• [WORK REQUEST]: Using the entries that follow, write out the line containing "-- a row prints like pixel 133 22", the line containing "Query: distant mountain", and every line between them, exactly and nothing else.

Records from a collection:

+ + + + + + +

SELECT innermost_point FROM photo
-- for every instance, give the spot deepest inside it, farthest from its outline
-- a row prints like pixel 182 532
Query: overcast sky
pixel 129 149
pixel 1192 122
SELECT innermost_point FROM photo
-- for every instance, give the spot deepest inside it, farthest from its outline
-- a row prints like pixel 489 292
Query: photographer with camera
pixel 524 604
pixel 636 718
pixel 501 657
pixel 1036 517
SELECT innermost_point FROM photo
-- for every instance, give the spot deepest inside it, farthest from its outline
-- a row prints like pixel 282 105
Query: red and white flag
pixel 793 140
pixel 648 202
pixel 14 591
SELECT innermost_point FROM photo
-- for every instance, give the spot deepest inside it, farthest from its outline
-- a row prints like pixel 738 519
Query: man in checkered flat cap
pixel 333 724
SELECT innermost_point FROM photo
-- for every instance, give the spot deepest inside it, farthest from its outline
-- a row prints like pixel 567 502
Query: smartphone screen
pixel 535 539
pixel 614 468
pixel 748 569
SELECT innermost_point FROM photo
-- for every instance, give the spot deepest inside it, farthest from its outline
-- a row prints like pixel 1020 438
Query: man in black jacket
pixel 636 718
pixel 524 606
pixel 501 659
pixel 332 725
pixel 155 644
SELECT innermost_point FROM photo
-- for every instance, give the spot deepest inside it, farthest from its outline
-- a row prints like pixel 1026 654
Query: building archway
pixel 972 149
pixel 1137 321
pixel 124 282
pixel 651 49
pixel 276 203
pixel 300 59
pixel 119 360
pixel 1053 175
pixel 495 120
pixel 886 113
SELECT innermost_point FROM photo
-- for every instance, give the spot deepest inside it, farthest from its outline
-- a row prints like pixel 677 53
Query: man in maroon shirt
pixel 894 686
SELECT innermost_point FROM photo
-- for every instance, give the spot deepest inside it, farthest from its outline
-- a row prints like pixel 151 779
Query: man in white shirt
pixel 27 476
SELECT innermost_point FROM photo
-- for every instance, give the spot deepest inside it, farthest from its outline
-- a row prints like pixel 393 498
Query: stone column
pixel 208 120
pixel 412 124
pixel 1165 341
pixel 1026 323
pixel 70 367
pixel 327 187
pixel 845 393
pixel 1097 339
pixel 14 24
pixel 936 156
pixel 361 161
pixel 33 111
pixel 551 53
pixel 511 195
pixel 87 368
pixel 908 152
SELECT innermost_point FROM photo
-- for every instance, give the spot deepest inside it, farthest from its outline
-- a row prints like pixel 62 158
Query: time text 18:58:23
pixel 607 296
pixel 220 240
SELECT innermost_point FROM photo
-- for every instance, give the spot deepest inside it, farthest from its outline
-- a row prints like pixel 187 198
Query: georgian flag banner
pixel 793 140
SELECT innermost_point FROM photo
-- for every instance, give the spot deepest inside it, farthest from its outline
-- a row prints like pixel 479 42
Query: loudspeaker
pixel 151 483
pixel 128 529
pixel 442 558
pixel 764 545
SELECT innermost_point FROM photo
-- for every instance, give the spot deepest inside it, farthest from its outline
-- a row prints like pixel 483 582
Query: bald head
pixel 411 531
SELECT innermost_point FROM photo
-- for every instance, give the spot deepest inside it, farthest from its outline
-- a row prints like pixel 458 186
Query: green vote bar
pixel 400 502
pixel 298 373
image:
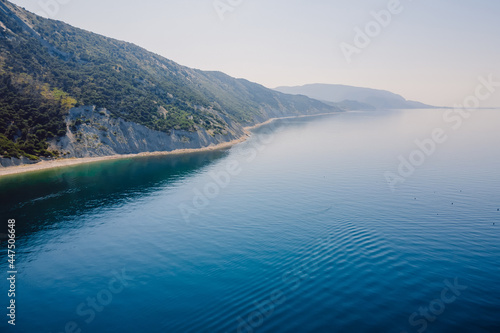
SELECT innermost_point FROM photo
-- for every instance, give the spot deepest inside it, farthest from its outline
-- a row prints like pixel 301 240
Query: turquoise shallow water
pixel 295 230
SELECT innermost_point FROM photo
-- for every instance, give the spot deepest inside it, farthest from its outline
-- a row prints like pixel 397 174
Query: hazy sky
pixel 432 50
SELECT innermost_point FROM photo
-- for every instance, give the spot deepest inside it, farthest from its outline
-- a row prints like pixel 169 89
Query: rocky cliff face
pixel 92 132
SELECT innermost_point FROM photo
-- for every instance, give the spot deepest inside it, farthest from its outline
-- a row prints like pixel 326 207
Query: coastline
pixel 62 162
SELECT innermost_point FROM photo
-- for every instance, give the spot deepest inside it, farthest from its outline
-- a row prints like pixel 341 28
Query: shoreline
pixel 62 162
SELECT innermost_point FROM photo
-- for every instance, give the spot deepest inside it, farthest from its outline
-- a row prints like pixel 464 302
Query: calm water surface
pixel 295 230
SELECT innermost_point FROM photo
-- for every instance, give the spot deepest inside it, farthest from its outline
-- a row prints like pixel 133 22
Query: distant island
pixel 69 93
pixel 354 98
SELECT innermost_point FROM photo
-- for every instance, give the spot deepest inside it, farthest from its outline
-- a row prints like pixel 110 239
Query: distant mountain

+ + + + + + +

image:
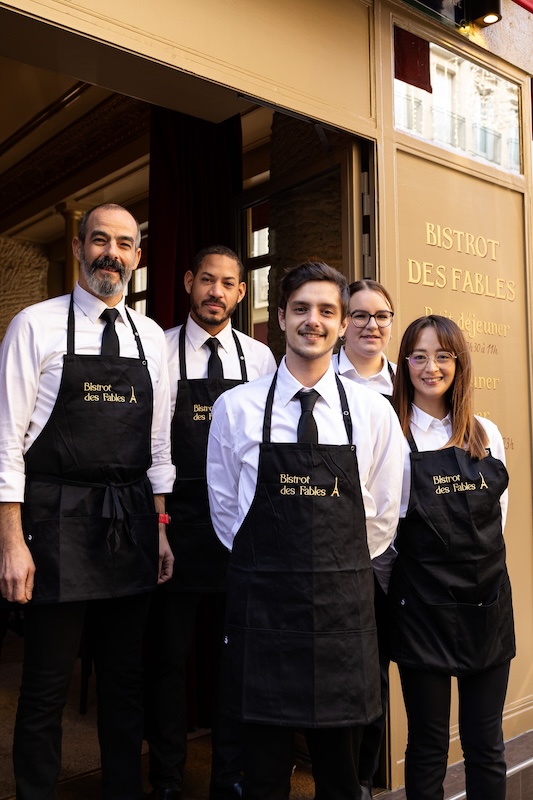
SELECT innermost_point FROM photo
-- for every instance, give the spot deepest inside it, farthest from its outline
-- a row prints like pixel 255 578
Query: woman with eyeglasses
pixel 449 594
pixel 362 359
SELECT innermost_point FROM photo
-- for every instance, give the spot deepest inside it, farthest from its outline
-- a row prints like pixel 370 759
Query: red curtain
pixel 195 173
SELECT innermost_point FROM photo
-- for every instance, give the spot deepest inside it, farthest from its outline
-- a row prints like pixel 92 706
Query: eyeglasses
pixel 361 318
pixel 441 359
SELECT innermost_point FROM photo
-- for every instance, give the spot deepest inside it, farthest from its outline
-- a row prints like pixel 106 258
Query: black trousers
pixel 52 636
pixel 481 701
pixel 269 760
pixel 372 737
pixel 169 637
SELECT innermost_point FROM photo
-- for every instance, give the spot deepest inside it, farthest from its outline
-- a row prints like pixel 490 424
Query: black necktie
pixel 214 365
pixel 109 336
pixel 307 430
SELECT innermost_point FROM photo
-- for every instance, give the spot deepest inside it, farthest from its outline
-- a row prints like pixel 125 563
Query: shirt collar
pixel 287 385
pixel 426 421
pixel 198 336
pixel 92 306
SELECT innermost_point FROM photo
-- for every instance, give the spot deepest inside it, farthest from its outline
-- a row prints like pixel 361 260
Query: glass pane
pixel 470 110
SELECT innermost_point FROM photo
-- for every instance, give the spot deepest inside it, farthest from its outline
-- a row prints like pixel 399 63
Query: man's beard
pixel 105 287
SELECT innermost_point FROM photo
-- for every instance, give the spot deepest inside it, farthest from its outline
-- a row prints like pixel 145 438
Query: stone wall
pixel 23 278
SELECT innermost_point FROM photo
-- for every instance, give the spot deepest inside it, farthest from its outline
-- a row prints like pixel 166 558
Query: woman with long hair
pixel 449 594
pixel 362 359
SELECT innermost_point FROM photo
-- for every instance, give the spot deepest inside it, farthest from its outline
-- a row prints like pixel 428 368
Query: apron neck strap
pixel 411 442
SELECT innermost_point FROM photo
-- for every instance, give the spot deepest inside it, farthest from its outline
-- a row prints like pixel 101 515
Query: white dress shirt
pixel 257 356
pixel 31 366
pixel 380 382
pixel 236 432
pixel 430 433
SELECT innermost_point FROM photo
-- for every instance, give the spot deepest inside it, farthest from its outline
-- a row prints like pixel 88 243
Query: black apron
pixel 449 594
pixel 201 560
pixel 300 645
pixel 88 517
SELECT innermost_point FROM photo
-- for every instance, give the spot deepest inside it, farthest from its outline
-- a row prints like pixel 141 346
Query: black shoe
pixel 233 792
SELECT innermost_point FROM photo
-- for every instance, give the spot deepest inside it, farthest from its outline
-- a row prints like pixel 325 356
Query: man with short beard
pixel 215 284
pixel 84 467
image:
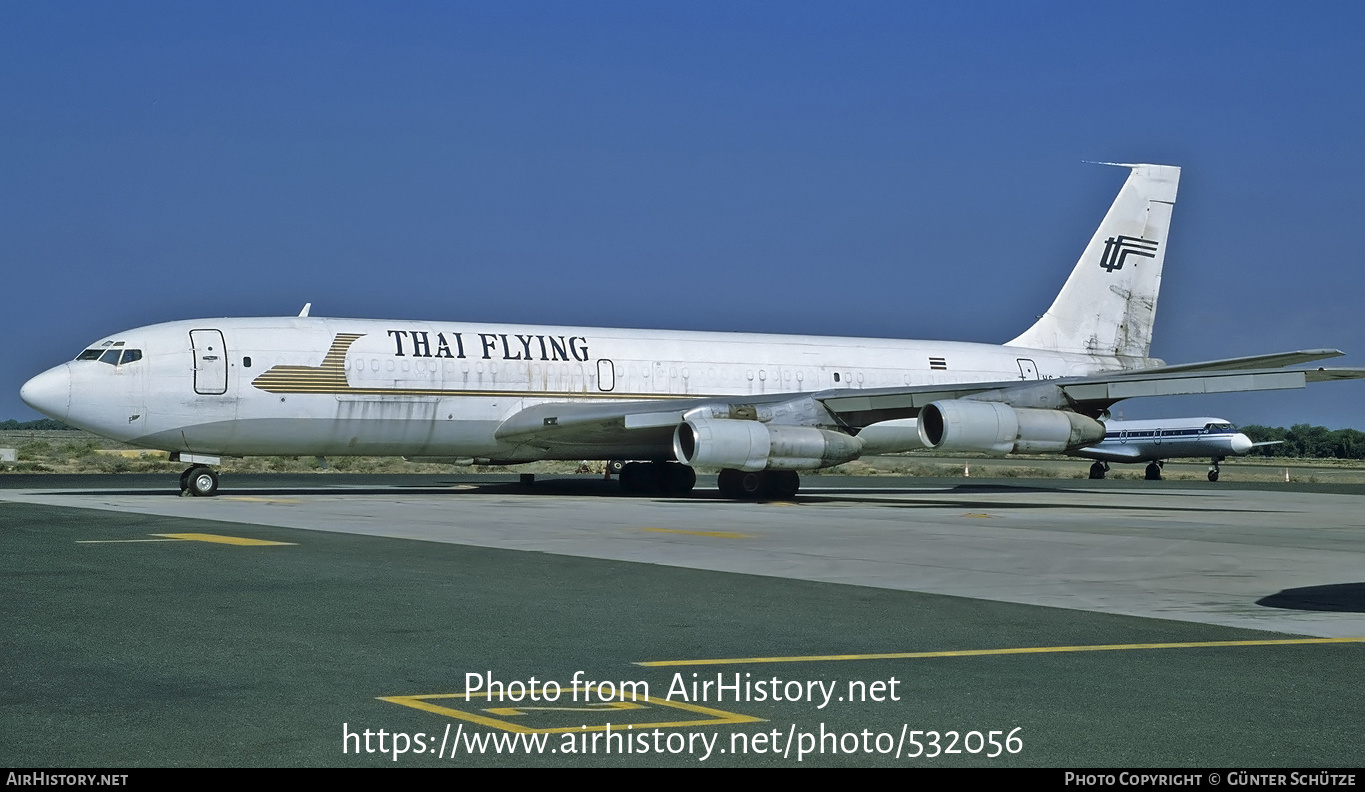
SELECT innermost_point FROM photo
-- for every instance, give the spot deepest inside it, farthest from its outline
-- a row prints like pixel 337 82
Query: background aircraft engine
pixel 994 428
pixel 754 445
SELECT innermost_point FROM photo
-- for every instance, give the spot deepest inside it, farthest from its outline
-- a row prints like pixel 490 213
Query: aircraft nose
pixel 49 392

+ + + + + + +

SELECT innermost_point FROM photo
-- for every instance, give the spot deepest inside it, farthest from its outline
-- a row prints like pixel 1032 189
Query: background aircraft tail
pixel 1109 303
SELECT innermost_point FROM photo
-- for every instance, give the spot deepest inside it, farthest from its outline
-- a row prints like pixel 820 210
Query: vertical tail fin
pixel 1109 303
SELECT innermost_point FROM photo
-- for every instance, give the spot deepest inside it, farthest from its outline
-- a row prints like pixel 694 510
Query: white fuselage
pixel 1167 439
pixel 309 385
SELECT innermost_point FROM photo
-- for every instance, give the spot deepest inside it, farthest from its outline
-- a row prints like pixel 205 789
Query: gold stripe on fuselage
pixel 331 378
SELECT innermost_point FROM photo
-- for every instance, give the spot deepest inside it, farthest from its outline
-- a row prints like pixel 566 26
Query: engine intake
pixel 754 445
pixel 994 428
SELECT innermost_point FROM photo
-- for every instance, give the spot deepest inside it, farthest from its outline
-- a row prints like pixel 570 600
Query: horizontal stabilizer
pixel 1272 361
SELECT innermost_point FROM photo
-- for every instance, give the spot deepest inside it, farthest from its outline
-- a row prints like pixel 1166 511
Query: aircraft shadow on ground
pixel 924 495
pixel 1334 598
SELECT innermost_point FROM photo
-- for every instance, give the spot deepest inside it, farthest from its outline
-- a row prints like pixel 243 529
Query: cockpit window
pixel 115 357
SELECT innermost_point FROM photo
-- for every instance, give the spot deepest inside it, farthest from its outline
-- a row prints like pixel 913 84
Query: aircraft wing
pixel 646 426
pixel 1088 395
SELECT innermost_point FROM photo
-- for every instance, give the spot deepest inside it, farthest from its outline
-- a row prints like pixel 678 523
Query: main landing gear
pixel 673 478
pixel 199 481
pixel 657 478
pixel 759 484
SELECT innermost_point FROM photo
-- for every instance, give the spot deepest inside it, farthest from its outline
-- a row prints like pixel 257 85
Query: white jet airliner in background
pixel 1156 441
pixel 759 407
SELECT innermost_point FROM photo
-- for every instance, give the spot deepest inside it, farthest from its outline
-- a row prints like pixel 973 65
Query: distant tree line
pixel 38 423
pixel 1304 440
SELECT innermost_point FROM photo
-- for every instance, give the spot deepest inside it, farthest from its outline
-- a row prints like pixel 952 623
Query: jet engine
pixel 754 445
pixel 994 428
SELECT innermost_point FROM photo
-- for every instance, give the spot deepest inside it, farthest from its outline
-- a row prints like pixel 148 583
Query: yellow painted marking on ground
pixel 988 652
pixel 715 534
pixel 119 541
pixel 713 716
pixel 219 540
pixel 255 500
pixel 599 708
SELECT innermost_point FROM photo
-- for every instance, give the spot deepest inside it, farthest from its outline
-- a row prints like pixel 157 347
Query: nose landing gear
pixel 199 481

+ + + + + + +

• [EXERCISE OUTPUT]:
-- a row prints like pixel 133 22
Query: distant island
pixel 69 93
pixel 354 98
SELECT innermost_point FROM photo
-- for every instance, give the spot deepest inside it, farthest from its outline
-- a row prints like pixel 110 239
Query: distant mountain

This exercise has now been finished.